L’Espoir en danger

« Ingrate Patrie tu n’aura point mes os », avait laissé écrit ou plutôt gravé du fond de son cachot, le Général romain Scipion l’Africain, avant de briser ses chaînes et disparaître pour de bon.

« Romains, par un jour pareil, j’ai vaincu Hannibal et Carthage », avait-il lancé auparavant à l’adresse de l’Assemblée des Sénateurs romains qui l’avaient condamné à la réclusion criminelle pour crimes économiques et abus de pouvoir avéré.

 

Malheureusement pour l’ancien président Mohamed Ould Abdel Aziz et ses partisans –au cas où ils voudraient se prévaloir de cet exemple d’ingratitude des gens, un ancien proverbe dit : « Comparaison n’est pas raison ».

En effet, la différence n’est négligeable, tandis que l’un peut se la  couler douce, lui et les siens, jusqu’à la fin de leur jour, l’autre allait rester confiné au fond de sa cellule.

Pourtant  malgré son absence un très court laps de temps de la scène politique nationale, ce terrible galonné, putschiste multirécidiviste notoire, auteur de plusieurs coups d’Etat, peut très bien, avoir cédé à la tentation de ses ambitions et à sa soif inextinguible du pouvoir.

** Entrées tirées d'une collection **
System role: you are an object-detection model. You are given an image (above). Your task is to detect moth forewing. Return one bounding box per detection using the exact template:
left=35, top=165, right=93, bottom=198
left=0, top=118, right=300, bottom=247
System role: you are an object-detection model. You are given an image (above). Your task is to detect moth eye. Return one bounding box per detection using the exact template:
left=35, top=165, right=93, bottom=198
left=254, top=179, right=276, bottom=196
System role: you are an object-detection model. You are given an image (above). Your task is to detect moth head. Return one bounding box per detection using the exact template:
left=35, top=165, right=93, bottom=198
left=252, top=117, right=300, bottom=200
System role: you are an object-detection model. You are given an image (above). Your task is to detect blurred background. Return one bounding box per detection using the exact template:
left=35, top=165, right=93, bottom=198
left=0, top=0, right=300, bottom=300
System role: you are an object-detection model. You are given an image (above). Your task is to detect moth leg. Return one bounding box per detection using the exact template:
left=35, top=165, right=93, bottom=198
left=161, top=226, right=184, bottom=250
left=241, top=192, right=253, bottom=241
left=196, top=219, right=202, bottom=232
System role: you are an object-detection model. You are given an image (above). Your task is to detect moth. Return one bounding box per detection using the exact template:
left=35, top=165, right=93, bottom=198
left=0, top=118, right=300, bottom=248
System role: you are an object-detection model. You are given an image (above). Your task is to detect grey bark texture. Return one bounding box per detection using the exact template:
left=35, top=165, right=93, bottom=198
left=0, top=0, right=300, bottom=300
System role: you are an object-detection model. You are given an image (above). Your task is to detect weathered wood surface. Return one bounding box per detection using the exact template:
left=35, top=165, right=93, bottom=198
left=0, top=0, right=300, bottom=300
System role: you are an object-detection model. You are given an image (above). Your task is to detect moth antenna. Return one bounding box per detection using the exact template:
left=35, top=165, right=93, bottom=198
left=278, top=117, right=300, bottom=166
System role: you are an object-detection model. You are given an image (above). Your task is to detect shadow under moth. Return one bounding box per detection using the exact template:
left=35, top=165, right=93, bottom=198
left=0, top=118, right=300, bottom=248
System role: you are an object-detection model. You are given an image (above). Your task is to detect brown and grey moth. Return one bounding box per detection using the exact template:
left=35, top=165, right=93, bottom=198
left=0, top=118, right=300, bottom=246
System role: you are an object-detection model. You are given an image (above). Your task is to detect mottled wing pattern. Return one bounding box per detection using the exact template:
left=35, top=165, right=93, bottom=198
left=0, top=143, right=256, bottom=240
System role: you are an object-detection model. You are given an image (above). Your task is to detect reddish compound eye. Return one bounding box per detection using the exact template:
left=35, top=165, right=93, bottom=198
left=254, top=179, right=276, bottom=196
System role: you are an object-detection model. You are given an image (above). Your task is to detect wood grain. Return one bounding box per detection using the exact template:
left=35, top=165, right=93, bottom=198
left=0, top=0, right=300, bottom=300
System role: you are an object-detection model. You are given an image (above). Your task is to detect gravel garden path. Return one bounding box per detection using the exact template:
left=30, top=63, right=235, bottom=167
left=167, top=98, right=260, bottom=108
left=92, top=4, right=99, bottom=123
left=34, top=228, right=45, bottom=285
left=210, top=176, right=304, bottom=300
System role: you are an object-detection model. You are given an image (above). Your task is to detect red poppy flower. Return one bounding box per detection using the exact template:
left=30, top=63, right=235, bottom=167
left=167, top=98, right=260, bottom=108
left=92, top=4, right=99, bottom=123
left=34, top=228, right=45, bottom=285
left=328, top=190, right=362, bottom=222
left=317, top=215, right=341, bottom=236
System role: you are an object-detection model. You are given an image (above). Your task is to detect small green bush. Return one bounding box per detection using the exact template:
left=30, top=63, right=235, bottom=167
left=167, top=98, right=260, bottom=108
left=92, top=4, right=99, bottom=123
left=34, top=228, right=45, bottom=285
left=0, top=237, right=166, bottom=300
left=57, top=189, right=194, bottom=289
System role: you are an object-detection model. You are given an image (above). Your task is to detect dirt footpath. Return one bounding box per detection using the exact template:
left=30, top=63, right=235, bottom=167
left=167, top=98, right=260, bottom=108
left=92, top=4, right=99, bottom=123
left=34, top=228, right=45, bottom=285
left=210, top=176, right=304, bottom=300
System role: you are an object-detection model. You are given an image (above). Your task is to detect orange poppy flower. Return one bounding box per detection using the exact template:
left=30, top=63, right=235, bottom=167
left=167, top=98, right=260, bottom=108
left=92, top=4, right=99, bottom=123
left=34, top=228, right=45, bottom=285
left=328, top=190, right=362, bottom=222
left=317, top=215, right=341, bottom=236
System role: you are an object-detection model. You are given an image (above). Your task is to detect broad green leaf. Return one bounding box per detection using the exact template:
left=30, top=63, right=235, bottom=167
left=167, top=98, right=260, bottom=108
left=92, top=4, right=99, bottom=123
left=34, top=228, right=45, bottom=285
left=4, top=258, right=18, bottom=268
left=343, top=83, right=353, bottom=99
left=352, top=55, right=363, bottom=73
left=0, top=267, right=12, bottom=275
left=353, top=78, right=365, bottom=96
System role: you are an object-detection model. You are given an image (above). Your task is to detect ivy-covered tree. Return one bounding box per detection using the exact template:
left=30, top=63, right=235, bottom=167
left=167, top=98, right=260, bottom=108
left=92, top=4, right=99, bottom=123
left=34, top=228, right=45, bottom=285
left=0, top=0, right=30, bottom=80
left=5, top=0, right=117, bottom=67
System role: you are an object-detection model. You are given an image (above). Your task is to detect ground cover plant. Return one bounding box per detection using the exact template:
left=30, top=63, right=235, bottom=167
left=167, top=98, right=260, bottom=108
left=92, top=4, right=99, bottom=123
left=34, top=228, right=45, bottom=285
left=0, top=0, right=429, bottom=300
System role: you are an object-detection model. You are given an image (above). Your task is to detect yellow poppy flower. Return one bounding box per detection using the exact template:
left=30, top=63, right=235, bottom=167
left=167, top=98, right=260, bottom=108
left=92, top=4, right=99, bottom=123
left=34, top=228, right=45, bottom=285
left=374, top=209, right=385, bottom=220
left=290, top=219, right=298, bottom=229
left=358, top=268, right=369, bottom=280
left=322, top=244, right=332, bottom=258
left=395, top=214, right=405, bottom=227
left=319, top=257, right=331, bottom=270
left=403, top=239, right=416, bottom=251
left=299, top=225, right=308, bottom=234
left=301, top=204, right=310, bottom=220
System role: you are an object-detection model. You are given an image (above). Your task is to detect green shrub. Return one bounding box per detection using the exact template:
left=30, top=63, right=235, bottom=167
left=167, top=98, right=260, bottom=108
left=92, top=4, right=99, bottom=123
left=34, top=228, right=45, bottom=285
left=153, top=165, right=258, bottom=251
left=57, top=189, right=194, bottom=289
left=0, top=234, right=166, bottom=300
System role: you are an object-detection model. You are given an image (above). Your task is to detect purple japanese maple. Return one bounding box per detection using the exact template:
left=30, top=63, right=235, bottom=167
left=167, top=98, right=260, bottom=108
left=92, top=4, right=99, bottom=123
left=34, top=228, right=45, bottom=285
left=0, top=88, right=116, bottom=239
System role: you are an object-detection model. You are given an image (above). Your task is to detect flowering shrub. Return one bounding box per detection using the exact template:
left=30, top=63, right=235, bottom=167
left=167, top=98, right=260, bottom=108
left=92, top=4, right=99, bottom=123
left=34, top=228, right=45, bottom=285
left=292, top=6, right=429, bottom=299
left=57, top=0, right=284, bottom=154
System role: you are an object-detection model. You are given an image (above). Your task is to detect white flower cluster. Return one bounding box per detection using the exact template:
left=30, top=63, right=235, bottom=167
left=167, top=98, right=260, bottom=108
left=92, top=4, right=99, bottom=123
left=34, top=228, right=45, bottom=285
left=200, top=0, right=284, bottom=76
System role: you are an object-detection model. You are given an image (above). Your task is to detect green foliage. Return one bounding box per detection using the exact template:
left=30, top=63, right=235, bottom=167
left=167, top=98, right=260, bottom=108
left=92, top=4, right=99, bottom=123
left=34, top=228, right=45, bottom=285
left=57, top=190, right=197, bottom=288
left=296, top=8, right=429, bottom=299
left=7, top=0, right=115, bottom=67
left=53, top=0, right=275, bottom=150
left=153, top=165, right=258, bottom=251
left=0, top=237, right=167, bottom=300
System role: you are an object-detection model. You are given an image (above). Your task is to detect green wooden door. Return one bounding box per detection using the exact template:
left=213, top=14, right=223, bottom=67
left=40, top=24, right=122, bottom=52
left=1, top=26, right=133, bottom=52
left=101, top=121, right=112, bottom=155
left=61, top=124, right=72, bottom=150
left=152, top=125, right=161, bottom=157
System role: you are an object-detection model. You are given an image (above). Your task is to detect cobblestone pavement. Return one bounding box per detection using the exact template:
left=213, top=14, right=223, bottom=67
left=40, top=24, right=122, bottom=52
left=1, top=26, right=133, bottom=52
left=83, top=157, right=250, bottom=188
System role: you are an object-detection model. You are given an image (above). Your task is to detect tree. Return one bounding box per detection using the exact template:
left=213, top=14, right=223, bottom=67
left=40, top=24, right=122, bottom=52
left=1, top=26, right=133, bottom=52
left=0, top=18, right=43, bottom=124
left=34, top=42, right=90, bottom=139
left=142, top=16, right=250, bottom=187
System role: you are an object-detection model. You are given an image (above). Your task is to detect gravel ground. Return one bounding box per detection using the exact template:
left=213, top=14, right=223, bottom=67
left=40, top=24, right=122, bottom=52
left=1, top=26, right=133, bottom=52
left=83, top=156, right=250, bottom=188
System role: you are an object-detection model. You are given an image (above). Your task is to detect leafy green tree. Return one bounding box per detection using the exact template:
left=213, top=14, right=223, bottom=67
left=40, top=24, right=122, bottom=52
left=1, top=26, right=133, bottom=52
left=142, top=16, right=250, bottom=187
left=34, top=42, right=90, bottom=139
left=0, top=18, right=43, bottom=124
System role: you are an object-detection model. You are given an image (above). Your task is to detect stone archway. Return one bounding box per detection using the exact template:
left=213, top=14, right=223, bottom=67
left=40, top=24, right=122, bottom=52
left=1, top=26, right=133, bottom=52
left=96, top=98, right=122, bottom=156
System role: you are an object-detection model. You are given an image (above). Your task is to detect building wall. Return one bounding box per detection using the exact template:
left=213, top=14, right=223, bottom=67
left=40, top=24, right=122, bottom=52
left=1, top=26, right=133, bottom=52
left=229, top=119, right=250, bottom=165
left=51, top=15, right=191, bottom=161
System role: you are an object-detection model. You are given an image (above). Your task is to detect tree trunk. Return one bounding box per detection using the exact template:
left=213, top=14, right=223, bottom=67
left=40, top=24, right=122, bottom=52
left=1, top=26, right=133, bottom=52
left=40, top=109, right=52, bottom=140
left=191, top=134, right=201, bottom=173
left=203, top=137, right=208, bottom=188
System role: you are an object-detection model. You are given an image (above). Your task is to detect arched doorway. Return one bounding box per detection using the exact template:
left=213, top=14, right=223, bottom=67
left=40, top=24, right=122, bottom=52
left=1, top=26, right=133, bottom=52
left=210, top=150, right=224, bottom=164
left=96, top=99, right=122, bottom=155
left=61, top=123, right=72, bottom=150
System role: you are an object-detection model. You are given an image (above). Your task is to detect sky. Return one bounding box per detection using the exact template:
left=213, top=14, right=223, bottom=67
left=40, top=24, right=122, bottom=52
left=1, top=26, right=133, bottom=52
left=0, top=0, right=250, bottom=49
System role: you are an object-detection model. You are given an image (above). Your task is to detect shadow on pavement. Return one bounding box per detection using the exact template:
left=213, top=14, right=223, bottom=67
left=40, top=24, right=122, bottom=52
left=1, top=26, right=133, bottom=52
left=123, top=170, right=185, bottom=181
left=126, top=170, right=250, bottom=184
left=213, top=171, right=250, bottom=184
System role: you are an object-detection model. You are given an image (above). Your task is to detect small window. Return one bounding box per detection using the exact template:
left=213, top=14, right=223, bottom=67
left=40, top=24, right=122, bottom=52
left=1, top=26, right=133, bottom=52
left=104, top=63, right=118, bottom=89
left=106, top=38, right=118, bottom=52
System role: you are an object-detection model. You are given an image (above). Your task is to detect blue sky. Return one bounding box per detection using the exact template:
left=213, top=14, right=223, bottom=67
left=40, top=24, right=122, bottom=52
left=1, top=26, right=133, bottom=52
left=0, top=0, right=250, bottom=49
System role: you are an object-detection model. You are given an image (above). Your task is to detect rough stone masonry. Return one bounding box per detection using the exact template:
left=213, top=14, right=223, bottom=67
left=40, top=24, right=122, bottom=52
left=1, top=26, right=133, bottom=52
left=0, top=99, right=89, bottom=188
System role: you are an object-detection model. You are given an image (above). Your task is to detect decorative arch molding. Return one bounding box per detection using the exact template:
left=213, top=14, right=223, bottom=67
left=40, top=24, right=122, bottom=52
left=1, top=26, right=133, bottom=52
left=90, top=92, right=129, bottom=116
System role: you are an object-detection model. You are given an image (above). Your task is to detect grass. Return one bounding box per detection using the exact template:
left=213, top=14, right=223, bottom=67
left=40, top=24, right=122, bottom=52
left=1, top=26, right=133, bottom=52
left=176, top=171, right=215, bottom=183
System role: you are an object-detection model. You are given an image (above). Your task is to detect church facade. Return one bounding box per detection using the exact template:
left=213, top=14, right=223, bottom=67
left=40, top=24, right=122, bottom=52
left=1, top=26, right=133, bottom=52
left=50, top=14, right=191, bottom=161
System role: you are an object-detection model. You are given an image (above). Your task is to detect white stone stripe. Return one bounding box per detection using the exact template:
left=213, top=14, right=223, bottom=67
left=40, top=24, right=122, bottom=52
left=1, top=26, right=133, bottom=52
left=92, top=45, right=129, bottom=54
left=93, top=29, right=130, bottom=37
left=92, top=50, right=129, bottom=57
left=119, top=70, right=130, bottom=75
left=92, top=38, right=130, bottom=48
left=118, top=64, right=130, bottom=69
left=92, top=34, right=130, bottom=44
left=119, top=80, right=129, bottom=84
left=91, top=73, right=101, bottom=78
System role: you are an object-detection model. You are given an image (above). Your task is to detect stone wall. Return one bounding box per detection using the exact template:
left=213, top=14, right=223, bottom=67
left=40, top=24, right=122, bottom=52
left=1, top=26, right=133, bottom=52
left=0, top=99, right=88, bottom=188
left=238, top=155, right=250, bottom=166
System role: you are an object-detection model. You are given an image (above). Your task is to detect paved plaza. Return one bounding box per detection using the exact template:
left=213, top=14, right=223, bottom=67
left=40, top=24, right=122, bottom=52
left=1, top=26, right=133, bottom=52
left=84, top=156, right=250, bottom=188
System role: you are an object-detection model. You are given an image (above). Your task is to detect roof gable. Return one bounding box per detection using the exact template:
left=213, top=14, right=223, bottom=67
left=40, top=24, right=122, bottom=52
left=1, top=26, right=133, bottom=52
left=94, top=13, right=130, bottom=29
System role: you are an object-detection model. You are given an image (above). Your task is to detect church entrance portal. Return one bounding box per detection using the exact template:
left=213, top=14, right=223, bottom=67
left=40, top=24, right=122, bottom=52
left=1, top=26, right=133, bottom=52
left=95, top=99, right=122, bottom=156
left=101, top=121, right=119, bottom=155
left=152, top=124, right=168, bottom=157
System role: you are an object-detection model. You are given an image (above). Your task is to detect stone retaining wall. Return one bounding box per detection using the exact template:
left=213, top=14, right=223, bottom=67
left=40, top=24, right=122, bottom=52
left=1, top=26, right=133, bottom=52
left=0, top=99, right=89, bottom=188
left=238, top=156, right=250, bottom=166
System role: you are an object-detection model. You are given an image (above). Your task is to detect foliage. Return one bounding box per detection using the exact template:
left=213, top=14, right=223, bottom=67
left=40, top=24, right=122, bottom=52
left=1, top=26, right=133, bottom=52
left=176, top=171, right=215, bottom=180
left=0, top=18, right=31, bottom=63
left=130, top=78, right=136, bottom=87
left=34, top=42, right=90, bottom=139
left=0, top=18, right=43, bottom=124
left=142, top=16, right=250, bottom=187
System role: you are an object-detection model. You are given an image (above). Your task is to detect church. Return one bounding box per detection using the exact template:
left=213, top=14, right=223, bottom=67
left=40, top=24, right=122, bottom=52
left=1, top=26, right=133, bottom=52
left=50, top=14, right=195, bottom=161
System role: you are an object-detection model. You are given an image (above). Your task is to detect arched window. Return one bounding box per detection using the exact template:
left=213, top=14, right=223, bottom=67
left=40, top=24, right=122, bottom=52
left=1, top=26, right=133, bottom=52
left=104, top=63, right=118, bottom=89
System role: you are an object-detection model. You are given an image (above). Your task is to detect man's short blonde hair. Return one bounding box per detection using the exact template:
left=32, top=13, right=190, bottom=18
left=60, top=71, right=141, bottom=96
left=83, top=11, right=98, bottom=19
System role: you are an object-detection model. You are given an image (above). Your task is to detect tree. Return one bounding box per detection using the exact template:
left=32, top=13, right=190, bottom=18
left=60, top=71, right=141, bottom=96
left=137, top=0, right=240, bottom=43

** Consigne **
Veuillez dire si chaque affirmation concorde avec le passage fourni, en répondant par oui ou par non et en citant les mots du passage qui tranchent. 1. Scipion l'Africain a été condamné par l'Assemblée des Sénateurs romains. 2. Scipion l'Africain affirme avoir vaincu Hannibal et Carthage. 3. Scipion l'Africain est resté enchaîné au fond de son cachot. Les enregistrements n'ont ici aucun rôle.

** Corrigé **
1. Oui : « l’Assemblée des Sénateurs romains qui l’avaient condamné à la réclusion criminelle »
2. Oui : « j’ai vaincu Hannibal et Carthage »
3. Non : « avant de briser ses chaînes et disparaître pour de bon »